══ MATERIAL FOR THIS TASK
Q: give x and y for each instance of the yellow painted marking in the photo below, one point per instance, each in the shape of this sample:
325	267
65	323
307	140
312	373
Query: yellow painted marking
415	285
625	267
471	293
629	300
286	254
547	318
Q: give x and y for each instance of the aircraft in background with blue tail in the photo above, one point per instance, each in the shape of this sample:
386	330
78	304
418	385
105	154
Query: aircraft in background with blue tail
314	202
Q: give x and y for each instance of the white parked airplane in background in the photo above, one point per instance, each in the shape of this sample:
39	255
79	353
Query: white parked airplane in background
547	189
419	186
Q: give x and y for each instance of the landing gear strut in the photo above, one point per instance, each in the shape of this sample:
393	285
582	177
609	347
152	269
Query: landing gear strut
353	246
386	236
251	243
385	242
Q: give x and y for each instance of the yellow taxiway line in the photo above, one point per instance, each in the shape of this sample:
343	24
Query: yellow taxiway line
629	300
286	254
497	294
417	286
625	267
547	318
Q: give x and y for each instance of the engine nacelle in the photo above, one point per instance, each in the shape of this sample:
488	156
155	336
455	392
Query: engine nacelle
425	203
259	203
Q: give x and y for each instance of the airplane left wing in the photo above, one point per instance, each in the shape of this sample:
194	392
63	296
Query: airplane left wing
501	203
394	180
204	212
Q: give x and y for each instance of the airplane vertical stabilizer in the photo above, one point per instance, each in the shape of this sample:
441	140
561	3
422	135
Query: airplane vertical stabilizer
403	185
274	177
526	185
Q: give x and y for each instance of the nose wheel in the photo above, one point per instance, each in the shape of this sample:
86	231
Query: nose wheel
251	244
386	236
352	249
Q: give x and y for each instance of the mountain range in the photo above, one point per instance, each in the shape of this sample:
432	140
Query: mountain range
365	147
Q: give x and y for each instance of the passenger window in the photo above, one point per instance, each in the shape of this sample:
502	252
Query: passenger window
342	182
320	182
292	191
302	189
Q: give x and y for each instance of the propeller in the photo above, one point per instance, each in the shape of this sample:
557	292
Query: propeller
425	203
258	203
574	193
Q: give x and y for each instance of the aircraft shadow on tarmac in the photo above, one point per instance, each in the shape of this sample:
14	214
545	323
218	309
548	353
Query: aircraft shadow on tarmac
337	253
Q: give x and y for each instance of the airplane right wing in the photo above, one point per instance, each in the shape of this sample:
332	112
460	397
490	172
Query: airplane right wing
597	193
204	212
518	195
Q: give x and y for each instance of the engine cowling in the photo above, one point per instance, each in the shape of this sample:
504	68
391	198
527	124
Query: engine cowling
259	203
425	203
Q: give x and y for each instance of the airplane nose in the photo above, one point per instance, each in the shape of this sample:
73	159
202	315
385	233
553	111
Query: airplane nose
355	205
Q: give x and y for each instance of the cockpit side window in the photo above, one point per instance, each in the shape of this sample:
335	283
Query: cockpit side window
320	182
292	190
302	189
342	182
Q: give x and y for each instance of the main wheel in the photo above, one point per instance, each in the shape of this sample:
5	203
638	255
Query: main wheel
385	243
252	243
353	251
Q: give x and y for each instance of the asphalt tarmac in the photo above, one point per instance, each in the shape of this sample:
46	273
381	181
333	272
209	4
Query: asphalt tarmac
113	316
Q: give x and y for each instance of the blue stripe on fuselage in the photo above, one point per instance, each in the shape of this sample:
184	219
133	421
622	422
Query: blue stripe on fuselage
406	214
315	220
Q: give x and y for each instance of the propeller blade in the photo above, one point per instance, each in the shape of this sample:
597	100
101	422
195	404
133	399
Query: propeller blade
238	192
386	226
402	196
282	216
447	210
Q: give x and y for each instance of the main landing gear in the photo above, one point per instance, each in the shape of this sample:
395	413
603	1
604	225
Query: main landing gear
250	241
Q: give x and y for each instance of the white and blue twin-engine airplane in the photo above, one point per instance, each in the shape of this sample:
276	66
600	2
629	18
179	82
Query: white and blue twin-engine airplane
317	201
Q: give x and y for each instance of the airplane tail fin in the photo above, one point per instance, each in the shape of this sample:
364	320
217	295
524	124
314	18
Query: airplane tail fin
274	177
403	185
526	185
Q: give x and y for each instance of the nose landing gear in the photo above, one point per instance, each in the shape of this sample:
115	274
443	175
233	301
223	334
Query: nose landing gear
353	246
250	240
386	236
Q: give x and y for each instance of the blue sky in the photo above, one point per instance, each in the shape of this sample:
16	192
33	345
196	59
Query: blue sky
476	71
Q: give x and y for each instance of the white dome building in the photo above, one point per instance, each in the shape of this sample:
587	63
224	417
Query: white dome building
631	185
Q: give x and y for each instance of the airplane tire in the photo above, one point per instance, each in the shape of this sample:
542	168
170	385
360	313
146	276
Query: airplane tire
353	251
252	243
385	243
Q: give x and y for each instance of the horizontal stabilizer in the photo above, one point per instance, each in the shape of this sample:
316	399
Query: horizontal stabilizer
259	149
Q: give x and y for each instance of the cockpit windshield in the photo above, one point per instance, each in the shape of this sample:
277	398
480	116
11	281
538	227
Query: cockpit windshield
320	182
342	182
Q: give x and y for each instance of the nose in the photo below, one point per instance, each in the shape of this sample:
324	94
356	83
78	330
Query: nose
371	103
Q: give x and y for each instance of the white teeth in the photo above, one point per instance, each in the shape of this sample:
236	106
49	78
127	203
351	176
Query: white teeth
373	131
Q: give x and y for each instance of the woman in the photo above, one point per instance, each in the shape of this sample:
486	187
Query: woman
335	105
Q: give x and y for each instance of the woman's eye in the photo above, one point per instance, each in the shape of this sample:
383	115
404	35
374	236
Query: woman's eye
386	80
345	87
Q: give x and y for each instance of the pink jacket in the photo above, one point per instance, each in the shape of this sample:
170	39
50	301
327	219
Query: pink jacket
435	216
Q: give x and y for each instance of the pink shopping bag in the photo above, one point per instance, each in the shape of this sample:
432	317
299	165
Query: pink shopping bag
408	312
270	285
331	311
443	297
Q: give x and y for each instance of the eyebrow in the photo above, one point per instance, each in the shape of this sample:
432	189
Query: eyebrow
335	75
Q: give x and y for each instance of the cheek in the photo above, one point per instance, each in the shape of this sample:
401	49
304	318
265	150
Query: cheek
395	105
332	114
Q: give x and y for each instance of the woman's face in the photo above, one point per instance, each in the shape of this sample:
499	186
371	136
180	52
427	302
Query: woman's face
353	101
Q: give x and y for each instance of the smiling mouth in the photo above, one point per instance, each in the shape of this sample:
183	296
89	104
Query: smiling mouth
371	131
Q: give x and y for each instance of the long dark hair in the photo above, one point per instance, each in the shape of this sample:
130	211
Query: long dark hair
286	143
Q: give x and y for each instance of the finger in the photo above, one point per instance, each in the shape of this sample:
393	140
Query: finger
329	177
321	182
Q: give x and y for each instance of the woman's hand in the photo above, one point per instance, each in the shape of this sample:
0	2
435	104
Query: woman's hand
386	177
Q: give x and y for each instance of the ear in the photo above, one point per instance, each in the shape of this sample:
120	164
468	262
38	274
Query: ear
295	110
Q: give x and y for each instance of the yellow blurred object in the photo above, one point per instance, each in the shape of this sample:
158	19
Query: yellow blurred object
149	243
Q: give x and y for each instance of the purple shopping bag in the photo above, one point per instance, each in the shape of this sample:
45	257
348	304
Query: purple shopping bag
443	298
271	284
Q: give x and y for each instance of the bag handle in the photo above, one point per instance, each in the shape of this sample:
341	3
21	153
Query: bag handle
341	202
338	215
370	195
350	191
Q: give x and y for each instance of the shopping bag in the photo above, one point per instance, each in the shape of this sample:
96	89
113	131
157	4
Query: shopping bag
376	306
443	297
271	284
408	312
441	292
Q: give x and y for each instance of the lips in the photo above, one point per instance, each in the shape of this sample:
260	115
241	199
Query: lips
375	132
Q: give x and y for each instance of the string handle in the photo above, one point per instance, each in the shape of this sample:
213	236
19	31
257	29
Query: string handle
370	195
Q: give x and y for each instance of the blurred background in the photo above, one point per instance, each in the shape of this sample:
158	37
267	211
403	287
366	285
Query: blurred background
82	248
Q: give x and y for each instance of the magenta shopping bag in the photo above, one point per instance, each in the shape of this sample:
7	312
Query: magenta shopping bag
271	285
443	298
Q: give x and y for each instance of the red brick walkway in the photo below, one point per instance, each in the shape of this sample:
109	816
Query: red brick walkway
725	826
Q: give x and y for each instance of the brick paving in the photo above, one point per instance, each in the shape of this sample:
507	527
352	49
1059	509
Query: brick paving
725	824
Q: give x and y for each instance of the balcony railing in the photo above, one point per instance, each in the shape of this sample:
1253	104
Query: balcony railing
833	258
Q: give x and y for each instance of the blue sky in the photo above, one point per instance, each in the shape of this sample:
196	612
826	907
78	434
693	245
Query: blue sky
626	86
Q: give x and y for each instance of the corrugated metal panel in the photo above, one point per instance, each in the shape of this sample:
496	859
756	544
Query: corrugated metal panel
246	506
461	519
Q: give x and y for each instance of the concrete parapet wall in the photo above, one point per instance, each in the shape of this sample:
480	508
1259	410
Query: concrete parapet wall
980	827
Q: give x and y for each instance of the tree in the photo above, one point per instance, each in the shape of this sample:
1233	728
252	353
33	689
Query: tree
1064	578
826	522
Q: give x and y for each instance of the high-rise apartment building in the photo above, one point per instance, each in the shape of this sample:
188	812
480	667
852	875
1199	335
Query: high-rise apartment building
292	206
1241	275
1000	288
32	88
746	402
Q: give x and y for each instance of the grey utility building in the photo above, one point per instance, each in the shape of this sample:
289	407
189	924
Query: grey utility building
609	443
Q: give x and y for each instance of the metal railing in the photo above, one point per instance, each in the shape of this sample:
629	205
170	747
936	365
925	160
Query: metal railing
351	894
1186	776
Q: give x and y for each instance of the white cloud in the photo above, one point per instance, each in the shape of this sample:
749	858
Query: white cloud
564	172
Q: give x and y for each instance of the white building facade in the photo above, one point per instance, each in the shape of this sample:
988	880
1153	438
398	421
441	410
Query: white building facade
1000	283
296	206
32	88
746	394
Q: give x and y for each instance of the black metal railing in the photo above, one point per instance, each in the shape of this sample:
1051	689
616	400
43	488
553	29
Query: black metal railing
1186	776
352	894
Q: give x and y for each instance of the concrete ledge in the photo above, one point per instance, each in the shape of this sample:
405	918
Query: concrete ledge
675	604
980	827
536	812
════
INSTRUCTIONS TO FOLLOW » Reproduce the records verbatim, starting at the line that contains "the concrete ledge" and continuing through the last line of the records.

OUTPUT FOR THIS EXERCISE »
Q: give x and y for each instance of the concrete ledge in the photo above, one point per instance, each in the shape of this sample:
405	918
Query: concrete ledge
675	604
980	827
536	812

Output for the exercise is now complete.